--- START PROVIDED RECORDS ---

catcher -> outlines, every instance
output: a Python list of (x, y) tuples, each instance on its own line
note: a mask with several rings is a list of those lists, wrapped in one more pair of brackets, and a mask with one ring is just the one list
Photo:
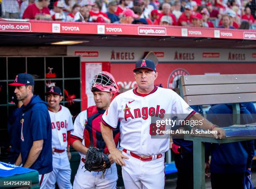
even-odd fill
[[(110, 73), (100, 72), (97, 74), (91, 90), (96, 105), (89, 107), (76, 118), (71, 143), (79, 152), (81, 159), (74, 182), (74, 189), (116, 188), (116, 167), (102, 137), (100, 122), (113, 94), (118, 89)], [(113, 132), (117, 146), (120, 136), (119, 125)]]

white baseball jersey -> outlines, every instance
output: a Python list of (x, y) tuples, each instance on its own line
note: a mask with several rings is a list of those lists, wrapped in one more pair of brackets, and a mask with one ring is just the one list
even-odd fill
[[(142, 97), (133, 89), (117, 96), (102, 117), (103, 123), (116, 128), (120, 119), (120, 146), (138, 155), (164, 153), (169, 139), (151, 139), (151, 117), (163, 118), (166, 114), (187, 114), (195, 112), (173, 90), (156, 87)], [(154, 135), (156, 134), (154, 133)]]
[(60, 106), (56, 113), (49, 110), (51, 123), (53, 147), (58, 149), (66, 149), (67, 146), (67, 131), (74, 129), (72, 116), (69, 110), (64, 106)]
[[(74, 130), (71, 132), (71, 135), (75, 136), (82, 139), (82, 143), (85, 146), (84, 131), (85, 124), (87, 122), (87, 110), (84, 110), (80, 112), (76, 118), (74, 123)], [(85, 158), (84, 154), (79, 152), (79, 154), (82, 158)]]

--- END PROVIDED RECORDS ---
--- START PROVIDED RECORDS ---

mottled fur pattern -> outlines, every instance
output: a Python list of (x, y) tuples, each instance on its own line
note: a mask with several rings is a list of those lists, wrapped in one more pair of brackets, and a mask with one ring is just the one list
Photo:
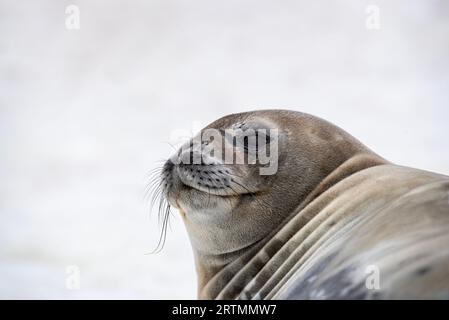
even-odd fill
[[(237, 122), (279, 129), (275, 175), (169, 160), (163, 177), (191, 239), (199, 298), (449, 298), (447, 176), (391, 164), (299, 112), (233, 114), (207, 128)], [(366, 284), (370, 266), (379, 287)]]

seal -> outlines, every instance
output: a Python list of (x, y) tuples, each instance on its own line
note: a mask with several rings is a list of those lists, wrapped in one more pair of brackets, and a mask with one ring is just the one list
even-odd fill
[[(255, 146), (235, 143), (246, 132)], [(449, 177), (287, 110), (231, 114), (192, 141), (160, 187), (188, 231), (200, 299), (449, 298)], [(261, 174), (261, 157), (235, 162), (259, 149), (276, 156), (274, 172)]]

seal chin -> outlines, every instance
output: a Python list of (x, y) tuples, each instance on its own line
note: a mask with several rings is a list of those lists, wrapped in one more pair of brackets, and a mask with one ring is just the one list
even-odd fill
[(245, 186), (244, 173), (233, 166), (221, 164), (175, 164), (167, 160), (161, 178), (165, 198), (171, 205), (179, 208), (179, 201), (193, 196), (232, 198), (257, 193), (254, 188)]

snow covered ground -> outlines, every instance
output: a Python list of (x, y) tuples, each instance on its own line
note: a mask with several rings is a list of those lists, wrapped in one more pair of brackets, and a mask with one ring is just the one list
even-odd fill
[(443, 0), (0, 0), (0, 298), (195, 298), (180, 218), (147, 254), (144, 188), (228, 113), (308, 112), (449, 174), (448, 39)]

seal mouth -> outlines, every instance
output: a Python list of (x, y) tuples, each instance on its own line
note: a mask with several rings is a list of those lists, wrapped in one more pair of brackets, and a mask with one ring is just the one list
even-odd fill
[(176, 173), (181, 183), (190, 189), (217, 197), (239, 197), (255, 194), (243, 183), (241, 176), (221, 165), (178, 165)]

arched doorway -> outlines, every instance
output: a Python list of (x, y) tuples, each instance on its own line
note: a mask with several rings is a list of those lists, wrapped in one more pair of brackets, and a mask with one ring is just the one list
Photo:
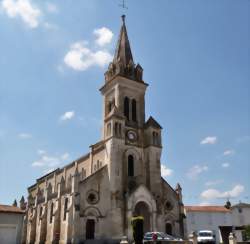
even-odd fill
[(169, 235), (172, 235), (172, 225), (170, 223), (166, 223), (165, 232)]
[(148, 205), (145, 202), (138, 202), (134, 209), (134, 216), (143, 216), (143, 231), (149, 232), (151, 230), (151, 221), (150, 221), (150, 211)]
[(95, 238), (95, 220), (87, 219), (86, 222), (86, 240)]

--- END PROVIDED RECORDS ---

Copy out everything in the records from the line containing "seal -> outlines, every instance" down to the line containing "193), (254, 188)]", both of those lines included, without changing a single character.

> [RESULT FOR THIS TASK]:
seal -> outlines, every instance
output: a Python list of (x, y) tuples, each instance on its own line
note: a mask with several rings is a list of those lists, wrapped in one more pair of brackets, and a mask with one ring is just the one list
even-odd fill
[[(255, 146), (235, 143), (246, 132)], [(449, 177), (287, 110), (231, 114), (192, 141), (160, 187), (188, 231), (200, 299), (449, 298)], [(261, 174), (261, 157), (235, 162), (259, 149), (276, 156), (274, 172)]]

seal chin -> outlines, every instance
output: a Python list of (x, y) tuples, each instance on its own line
note: a mask with several rings is a list of those lists, wrapped in one more pair of brackets, and a mask with one ring is just the one list
even-odd fill
[(245, 186), (244, 173), (233, 166), (221, 164), (175, 164), (167, 160), (161, 178), (165, 198), (171, 205), (179, 208), (179, 201), (193, 196), (232, 198), (257, 193), (254, 188)]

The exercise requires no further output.